• [EXERCISE GOAL]: Send back the entries exactly as they were given.
◆ ◆ ◆ ◆ ◆ ◆ ◆
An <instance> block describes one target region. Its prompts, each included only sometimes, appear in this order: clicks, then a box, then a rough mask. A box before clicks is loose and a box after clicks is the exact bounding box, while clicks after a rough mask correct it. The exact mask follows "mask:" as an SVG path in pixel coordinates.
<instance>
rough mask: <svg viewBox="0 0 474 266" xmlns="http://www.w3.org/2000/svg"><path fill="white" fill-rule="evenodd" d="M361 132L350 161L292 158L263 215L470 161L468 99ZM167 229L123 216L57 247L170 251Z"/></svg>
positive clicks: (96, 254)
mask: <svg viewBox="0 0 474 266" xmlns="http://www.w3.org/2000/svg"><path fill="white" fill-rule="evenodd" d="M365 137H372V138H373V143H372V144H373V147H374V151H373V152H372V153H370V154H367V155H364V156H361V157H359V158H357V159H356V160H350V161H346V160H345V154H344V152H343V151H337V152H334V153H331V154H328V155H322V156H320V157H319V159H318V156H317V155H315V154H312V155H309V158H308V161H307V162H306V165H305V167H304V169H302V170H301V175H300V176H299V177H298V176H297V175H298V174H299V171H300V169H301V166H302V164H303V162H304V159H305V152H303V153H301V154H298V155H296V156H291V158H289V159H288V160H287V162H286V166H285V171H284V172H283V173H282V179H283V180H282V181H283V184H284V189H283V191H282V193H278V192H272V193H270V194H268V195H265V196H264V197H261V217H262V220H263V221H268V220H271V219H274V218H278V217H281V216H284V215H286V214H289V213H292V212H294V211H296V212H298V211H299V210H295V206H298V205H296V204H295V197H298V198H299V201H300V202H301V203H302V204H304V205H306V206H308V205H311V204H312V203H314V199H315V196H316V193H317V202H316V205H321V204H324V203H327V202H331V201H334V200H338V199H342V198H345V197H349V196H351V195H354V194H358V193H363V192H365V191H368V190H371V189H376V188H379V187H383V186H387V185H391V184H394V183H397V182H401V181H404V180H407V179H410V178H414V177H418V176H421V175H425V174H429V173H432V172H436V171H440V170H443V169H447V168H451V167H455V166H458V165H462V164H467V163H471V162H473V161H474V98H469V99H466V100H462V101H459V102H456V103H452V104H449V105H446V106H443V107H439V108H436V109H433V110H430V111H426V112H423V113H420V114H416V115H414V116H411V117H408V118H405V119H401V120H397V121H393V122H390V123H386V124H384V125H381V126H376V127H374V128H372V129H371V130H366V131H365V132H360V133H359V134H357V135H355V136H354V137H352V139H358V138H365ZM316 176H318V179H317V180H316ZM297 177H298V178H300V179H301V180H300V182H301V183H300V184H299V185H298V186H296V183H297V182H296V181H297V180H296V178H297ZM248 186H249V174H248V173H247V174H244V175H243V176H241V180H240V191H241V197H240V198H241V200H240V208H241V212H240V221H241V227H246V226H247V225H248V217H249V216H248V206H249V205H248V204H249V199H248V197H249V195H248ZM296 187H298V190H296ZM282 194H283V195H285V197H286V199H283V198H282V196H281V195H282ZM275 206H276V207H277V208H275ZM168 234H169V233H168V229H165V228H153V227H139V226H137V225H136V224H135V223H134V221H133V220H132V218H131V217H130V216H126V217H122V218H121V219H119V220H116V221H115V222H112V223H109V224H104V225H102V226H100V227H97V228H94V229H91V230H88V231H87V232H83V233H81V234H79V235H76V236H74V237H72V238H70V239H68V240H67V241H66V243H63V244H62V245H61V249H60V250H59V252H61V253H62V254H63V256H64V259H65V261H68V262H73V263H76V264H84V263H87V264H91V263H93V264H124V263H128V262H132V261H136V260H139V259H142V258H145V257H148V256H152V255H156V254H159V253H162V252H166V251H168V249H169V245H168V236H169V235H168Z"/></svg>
◆ ◆ ◆ ◆ ◆ ◆ ◆
• [RESPONSE BELOW]:
An <instance> block describes one target region. Its prompts, each included only sometimes, appear in this order: clicks, then a box, then a rough mask. A box before clicks is loose and a box after clicks is the exact bounding box, while clicks after a rough mask correct it. The exact mask follows "mask:" as an SVG path in pixel coordinates.
<instance>
rough mask: <svg viewBox="0 0 474 266" xmlns="http://www.w3.org/2000/svg"><path fill="white" fill-rule="evenodd" d="M361 132L350 161L292 158L263 215L470 161L468 99ZM167 229L123 216L57 247L170 251Z"/></svg>
positive clicks: (96, 254)
mask: <svg viewBox="0 0 474 266" xmlns="http://www.w3.org/2000/svg"><path fill="white" fill-rule="evenodd" d="M365 137H372V138H373V143H372V144H373V147H374V151H373V152H372V153H370V154H367V155H364V156H361V157H359V158H357V159H356V160H350V161H346V160H345V154H344V152H343V151H337V152H334V153H331V154H328V155H322V156H320V157H319V159H318V156H317V155H315V154H312V155H309V158H308V161H307V162H306V165H305V167H304V169H302V170H301V175H300V176H299V177H298V176H297V175H298V174H299V171H300V169H301V166H302V164H303V162H304V159H305V152H303V153H301V154H298V155H296V156H291V158H289V159H288V160H287V162H286V166H285V171H284V172H283V173H282V179H283V180H282V181H283V184H284V189H283V191H282V193H278V192H272V193H270V194H268V195H265V196H264V197H261V217H262V220H263V221H268V220H271V219H274V218H278V217H281V216H284V215H286V214H289V213H292V212H294V211H296V212H298V211H299V210H295V206H298V205H296V204H295V197H298V198H299V201H300V202H301V203H302V204H304V205H306V206H308V205H311V204H312V203H314V199H315V196H316V193H317V202H316V205H321V204H324V203H327V202H331V201H334V200H338V199H342V198H345V197H349V196H351V195H354V194H358V193H363V192H365V191H368V190H371V189H376V188H379V187H383V186H387V185H391V184H394V183H397V182H401V181H404V180H407V179H410V178H414V177H418V176H421V175H425V174H429V173H432V172H436V171H440V170H443V169H447V168H451V167H455V166H458V165H462V164H467V163H471V162H473V161H474V98H469V99H466V100H462V101H459V102H456V103H452V104H449V105H446V106H443V107H439V108H436V109H433V110H430V111H426V112H423V113H420V114H416V115H414V116H411V117H408V118H405V119H401V120H397V121H393V122H390V123H386V124H384V125H381V126H376V127H374V128H372V129H371V130H366V131H365V132H360V133H359V134H357V135H355V136H354V137H352V139H358V138H365ZM316 176H318V179H317V180H316ZM297 177H298V178H300V179H301V180H300V182H301V183H300V184H299V185H298V186H296V183H297V182H296V181H297V180H296V178H297ZM248 186H249V174H248V173H247V174H244V175H243V176H241V180H240V191H241V197H240V198H241V200H240V208H241V212H240V221H241V227H246V226H247V225H248V217H249V216H248V206H249V205H248V204H249V199H248V197H249V195H248ZM296 187H298V190H296ZM282 194H283V195H285V197H286V199H283V198H282V196H281V195H282ZM275 206H276V207H277V208H275ZM168 234H169V233H168V229H165V228H153V227H139V226H137V225H136V224H135V223H134V221H133V220H132V218H131V217H130V216H126V217H122V218H121V219H119V220H116V221H115V222H112V223H109V224H104V225H102V226H100V227H97V228H94V229H91V230H88V231H87V232H83V233H81V234H79V235H76V236H74V237H72V238H70V239H68V240H67V241H66V243H63V244H62V245H61V249H60V250H59V252H61V253H62V254H63V256H64V259H65V261H68V262H73V263H76V264H84V263H87V264H91V263H93V264H124V263H128V262H132V261H136V260H139V259H142V258H145V257H148V256H152V255H156V254H159V253H162V252H166V251H168V249H169V245H168V236H169V235H168Z"/></svg>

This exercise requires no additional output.